» EXERCISE
Reproduce the lines below from the one that contains "the man's ear" through the end, inclusive, and add nothing.

# start of EXERCISE INPUTS

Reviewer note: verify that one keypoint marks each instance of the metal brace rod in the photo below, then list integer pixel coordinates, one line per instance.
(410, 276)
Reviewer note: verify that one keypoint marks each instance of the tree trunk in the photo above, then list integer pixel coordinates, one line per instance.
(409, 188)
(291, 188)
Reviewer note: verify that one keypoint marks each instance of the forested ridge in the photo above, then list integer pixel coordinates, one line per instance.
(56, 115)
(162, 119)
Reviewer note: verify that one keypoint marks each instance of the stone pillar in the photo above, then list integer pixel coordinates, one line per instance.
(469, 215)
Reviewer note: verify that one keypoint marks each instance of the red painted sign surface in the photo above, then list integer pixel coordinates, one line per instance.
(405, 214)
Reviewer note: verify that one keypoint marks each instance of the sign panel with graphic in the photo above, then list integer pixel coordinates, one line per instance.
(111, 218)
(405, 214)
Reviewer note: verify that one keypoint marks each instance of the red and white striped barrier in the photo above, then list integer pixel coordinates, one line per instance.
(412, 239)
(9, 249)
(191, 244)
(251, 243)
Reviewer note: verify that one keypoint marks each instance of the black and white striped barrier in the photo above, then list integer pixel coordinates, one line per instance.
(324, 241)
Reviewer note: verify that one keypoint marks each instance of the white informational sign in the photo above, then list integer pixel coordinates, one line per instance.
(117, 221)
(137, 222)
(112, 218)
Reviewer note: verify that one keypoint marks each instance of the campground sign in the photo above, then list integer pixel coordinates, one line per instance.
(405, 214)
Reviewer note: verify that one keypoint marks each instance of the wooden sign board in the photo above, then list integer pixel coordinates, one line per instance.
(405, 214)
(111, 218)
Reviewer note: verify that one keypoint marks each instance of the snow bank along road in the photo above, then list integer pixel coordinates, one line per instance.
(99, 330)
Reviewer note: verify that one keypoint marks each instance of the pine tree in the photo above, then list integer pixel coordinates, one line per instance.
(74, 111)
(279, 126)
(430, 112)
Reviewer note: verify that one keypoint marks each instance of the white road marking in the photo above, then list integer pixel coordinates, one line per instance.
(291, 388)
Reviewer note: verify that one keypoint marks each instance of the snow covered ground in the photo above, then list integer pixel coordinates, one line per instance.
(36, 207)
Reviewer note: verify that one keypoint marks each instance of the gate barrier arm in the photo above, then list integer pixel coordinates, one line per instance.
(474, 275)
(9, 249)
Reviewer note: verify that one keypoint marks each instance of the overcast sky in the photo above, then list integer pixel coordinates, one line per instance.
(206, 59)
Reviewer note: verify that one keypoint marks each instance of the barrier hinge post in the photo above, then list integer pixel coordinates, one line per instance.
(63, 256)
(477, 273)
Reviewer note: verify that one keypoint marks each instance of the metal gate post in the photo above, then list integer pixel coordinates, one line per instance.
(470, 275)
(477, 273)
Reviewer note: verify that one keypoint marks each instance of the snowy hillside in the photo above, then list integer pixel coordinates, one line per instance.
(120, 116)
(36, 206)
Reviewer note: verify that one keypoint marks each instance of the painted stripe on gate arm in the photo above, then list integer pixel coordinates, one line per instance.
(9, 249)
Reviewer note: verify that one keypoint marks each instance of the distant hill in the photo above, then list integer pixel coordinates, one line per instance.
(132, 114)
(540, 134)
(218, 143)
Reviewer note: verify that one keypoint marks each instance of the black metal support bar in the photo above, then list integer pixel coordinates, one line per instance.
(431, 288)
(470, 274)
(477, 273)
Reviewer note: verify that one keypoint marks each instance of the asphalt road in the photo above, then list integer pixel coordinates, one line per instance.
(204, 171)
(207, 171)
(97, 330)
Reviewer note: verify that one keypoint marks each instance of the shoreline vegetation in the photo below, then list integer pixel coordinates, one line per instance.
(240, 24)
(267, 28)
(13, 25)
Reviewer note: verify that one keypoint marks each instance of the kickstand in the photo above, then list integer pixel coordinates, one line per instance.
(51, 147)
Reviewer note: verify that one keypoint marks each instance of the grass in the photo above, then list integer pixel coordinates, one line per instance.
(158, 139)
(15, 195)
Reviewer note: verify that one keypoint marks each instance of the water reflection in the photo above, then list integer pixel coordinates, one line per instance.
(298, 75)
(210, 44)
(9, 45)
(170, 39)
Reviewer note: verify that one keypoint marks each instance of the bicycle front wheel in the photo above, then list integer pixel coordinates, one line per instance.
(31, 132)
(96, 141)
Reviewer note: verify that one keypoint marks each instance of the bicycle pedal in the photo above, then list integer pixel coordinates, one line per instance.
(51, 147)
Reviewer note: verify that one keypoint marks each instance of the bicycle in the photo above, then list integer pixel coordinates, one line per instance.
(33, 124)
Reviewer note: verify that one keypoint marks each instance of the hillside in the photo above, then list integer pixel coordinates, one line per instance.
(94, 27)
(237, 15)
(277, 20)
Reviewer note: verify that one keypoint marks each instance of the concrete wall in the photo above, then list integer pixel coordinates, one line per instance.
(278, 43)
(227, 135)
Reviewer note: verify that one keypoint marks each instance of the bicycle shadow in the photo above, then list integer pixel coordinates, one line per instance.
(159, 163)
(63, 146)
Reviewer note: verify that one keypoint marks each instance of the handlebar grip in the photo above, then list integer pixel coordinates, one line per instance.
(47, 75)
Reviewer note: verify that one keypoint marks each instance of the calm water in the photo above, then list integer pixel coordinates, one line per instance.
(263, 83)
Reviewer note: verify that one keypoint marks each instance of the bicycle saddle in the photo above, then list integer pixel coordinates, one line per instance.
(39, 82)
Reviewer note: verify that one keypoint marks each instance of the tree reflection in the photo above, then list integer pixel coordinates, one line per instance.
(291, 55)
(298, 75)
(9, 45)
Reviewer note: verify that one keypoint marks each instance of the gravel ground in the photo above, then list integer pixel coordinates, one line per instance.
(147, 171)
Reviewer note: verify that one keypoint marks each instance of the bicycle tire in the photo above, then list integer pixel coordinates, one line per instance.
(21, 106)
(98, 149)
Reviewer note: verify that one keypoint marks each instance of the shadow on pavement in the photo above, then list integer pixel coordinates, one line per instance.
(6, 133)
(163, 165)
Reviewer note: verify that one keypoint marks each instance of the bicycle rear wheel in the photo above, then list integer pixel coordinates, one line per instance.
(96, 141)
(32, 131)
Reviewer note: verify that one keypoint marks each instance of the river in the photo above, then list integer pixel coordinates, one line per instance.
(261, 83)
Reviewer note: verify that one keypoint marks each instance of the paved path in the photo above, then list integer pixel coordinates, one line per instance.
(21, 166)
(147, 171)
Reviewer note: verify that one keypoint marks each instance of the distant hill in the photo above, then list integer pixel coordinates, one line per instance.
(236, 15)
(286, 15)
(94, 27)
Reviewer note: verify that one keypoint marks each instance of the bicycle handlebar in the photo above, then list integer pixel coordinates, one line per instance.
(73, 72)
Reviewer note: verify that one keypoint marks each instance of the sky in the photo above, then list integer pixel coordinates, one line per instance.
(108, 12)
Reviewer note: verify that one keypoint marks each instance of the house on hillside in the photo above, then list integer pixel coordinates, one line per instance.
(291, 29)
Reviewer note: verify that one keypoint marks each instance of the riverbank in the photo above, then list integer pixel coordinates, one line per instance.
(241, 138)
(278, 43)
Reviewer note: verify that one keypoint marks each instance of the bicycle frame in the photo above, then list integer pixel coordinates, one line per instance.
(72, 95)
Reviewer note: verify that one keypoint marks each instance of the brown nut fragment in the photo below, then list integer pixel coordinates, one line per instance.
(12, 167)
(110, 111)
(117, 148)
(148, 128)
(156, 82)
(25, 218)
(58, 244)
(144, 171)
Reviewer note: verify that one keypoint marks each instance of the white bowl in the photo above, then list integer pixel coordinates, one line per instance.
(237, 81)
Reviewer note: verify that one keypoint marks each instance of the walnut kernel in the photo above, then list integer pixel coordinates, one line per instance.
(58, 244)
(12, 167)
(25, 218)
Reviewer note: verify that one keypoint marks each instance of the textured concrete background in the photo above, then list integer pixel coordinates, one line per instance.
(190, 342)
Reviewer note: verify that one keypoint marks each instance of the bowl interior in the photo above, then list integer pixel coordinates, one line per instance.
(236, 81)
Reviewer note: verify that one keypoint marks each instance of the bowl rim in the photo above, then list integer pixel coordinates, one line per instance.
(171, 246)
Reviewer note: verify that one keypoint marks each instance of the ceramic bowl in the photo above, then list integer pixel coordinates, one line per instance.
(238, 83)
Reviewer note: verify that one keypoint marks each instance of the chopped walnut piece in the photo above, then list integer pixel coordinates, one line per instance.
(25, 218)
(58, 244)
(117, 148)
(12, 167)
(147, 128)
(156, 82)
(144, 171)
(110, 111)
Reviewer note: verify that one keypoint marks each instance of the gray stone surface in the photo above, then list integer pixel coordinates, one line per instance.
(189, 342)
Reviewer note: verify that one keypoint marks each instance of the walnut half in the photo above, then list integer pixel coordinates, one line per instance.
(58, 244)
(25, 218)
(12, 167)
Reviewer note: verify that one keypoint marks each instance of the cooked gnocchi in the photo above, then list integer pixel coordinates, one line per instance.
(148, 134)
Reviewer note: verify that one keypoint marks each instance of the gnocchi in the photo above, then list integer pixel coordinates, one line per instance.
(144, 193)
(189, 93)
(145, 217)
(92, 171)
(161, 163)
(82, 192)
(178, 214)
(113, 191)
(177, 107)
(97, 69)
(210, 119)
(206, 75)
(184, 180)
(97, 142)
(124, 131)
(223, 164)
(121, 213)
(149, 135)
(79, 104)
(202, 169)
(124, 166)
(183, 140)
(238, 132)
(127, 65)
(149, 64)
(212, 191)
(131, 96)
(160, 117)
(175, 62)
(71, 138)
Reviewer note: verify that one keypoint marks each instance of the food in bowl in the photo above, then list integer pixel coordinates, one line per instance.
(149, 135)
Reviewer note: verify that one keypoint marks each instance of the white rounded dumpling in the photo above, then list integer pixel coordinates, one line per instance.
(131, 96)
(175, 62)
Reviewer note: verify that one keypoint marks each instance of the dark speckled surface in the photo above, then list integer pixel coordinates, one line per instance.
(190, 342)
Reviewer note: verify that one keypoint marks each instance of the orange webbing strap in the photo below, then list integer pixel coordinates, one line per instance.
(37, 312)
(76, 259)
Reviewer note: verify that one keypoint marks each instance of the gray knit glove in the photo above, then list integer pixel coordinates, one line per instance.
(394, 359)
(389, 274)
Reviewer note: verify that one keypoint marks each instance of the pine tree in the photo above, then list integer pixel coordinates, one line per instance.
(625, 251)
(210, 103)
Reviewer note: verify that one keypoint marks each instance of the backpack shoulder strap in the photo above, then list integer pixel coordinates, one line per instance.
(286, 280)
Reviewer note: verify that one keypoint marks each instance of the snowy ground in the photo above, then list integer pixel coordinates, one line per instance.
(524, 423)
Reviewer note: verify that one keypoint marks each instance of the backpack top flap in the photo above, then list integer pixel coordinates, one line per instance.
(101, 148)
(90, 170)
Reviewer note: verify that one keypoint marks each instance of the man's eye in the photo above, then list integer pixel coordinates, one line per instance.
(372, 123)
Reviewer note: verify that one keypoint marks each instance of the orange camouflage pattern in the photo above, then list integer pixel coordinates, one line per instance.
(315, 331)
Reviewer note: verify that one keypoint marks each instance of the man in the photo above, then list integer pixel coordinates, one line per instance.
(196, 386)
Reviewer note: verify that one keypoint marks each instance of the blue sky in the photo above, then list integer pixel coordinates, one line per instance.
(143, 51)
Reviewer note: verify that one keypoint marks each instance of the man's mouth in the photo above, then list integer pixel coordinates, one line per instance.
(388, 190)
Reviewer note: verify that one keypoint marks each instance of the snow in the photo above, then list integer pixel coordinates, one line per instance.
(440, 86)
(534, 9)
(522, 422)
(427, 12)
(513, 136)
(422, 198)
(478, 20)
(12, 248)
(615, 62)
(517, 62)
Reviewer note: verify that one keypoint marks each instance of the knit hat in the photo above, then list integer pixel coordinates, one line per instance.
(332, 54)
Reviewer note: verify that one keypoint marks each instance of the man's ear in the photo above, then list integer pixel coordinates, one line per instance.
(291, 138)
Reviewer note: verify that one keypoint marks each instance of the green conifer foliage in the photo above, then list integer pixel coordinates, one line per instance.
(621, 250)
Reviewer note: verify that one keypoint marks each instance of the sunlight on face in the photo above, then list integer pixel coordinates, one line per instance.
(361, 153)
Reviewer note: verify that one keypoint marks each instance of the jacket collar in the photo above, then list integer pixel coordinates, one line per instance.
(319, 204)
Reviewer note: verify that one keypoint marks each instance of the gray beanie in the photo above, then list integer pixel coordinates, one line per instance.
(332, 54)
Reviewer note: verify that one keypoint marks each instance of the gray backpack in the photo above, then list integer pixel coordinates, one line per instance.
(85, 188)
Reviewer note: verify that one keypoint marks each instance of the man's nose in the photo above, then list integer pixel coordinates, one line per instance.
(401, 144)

# end of EXERCISE INPUTS

» TASK SOLUTION
Reviewer note: verify that one keypoint marks each instance of the man's ear in the photo above, then list integer pixel coordinates, one line per instance.
(291, 138)
Reviewer note: verify that one keypoint marks each instance of the green conifer foliage in the photo above, then list integer pixel coordinates, one line per instance.
(621, 250)
Reviewer note: verify that one keypoint marks each instance of the sunlight on face in the photo above, then list integer pixel coordinates, one line per instance.
(361, 153)
Reviewer note: verify that one keypoint marks each instance of the jacket collar in the photo above, then list integer pixel coordinates, one line per instance.
(319, 204)
Reviewer note: verify that one keypoint marks each instance of the gray beanie in the photo above, then list integer pixel coordinates, one line per instance.
(332, 54)
Reviewer note: verify that one keypoint marks each instance of the gray backpack in the photo above, then list integer pixel coordinates, one line per instance.
(85, 188)
Reviewer note: verify that one keypoint marks each instance of the man's nose in the photo above, then list integer pixel coordinates, one line per instance.
(401, 144)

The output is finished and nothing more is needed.